WHAT TO PRODUCE: Search the listing for the word "dark" and copy every line where it turns up.
============================================================
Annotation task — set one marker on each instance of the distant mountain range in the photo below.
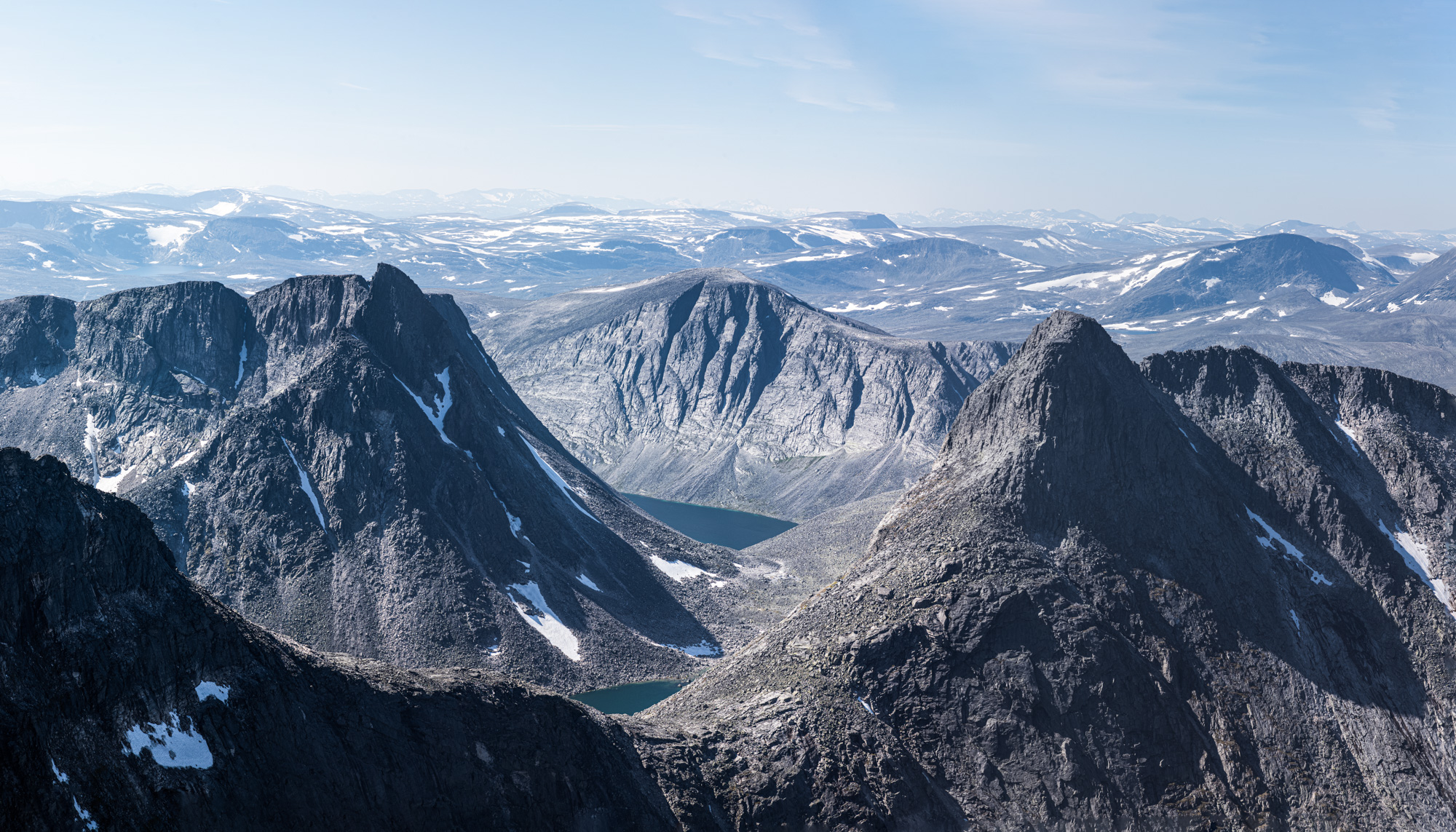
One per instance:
(1155, 284)
(1206, 591)
(341, 461)
(711, 387)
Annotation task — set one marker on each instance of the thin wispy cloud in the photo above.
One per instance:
(815, 66)
(1133, 52)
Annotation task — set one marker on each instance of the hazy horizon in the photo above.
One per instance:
(1246, 112)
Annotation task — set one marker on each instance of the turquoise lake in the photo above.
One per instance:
(631, 699)
(707, 524)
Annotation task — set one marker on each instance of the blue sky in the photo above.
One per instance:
(1246, 111)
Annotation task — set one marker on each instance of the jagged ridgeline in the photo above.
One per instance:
(1202, 593)
(711, 387)
(339, 460)
(1208, 593)
(130, 700)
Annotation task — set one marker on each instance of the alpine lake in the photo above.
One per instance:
(704, 524)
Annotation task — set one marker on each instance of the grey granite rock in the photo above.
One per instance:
(130, 700)
(340, 460)
(1125, 598)
(714, 389)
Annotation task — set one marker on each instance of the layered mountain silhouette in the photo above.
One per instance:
(1192, 594)
(1202, 593)
(1428, 291)
(711, 387)
(339, 460)
(132, 700)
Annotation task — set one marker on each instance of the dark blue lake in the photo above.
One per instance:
(707, 524)
(631, 699)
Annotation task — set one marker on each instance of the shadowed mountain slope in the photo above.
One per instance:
(340, 460)
(1125, 598)
(135, 702)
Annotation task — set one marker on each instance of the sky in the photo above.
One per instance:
(1243, 111)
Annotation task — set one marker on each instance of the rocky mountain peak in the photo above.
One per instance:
(1116, 601)
(788, 409)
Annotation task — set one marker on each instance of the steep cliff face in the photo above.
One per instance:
(1125, 598)
(340, 460)
(714, 389)
(133, 700)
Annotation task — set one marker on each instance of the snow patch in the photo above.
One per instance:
(704, 649)
(242, 360)
(851, 306)
(168, 236)
(555, 478)
(308, 486)
(678, 571)
(84, 815)
(171, 747)
(1419, 559)
(1289, 549)
(111, 483)
(442, 406)
(545, 622)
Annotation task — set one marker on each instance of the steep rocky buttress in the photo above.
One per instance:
(130, 700)
(1126, 598)
(339, 460)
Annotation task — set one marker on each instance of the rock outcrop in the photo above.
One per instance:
(1171, 597)
(710, 387)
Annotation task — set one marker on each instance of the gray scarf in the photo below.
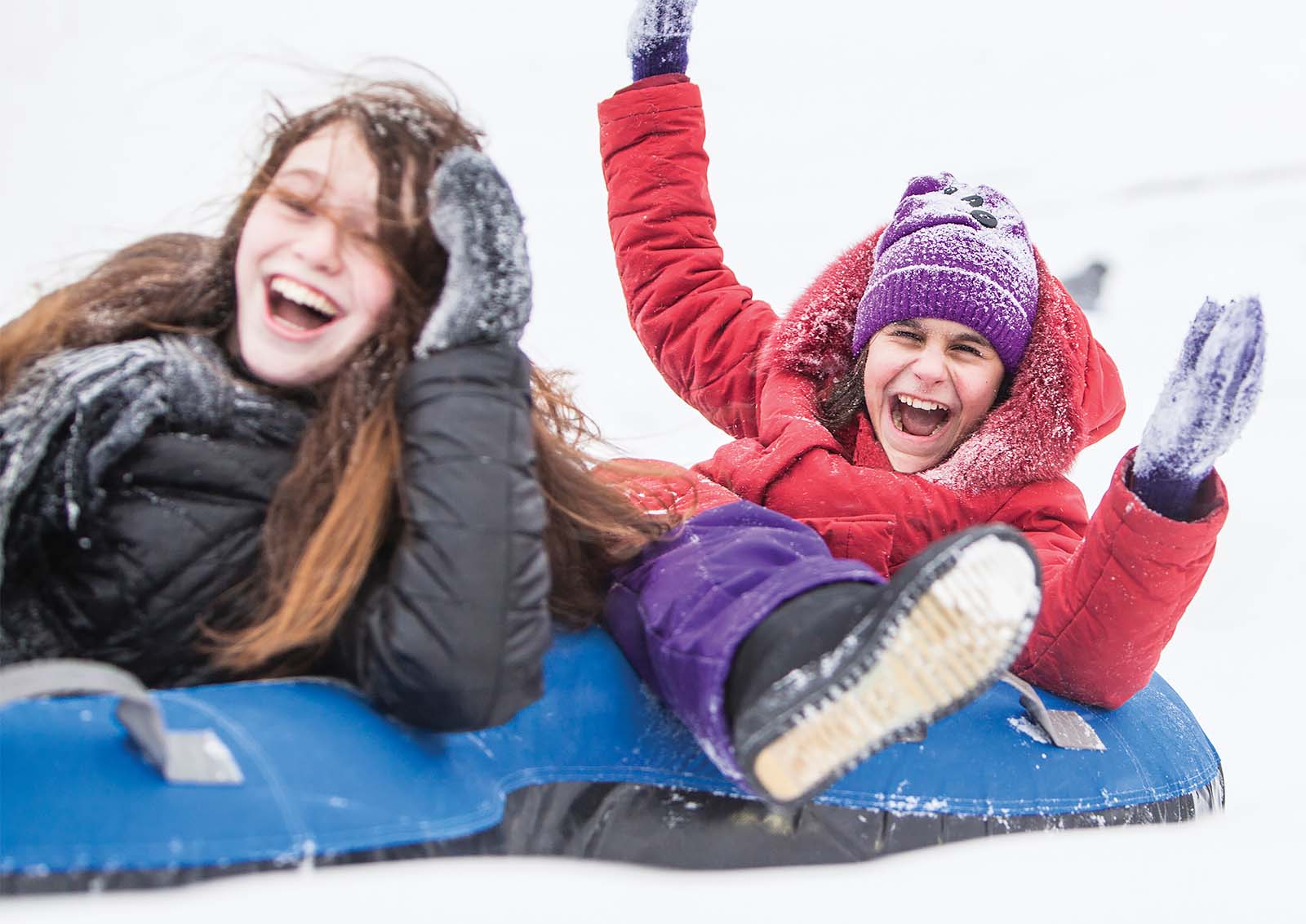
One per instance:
(78, 413)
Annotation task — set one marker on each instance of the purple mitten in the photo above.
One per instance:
(1203, 407)
(659, 38)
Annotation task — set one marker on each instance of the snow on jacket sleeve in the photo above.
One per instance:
(1114, 585)
(1113, 598)
(451, 631)
(700, 327)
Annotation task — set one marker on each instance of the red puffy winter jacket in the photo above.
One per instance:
(1114, 585)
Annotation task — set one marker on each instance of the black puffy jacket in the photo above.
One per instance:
(451, 624)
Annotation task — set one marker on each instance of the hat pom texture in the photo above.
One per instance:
(957, 253)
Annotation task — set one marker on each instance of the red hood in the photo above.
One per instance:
(1066, 393)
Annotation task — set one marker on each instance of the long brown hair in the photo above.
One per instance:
(339, 503)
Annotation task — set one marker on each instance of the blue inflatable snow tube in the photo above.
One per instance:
(597, 767)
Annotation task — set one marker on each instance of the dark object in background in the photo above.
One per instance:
(1086, 286)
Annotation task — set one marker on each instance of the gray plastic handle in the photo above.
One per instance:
(180, 756)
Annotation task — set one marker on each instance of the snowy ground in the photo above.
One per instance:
(1162, 137)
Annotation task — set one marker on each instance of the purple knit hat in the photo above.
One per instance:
(957, 253)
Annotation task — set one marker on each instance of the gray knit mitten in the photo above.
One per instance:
(486, 294)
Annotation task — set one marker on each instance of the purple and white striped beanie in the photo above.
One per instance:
(957, 253)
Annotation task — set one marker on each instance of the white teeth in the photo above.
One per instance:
(304, 295)
(921, 403)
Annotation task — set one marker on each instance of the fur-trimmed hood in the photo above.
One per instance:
(1066, 393)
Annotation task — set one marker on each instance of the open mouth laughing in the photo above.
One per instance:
(917, 416)
(300, 309)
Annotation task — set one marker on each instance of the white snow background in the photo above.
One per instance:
(1166, 139)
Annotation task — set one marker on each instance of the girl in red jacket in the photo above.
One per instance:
(913, 416)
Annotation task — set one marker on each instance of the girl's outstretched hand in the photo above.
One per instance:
(659, 39)
(486, 291)
(1203, 407)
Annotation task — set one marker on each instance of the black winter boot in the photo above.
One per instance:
(846, 670)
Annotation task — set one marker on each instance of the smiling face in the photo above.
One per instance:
(929, 384)
(311, 282)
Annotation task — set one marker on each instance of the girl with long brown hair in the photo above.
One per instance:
(310, 444)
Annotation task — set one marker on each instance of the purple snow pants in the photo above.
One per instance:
(682, 608)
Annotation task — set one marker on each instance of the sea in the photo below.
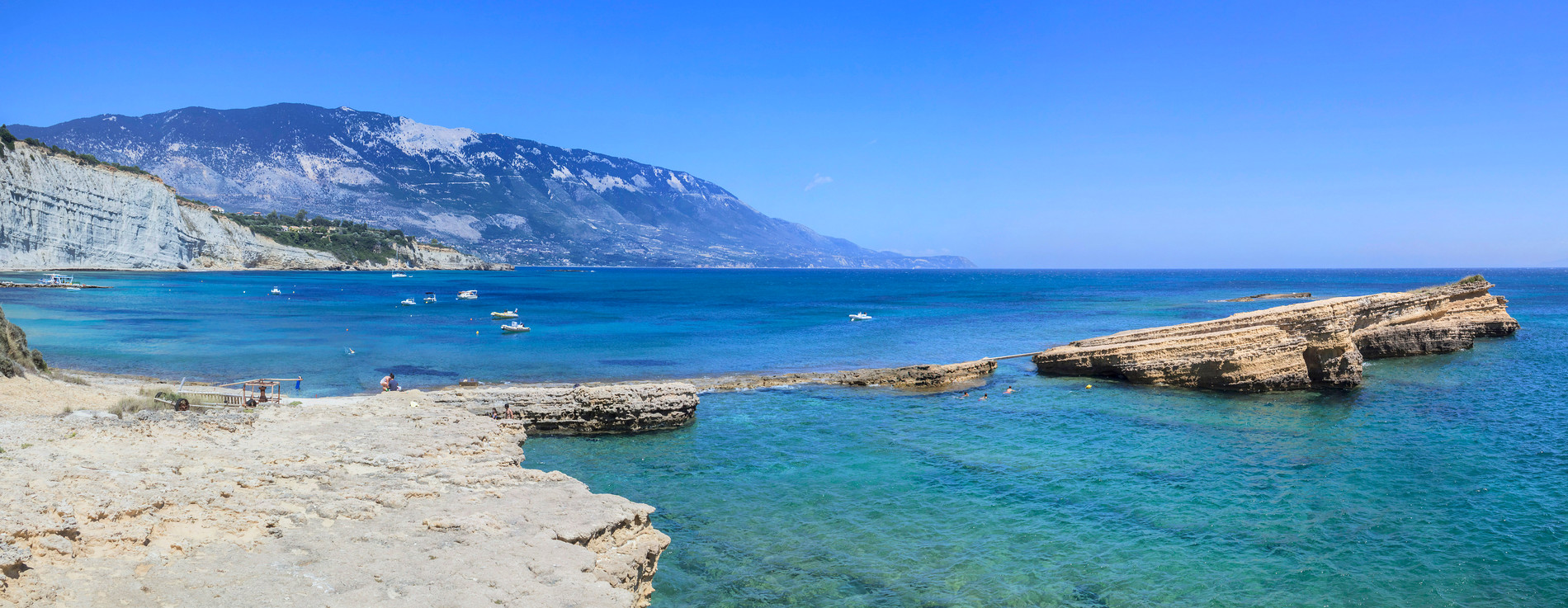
============================================================
EXERCISE SOLUTION:
Annotation task — set one marker on each instance of the dark blue lake in the photo above.
Annotation task — set one marker on each instance of the dark object in background in the photo above.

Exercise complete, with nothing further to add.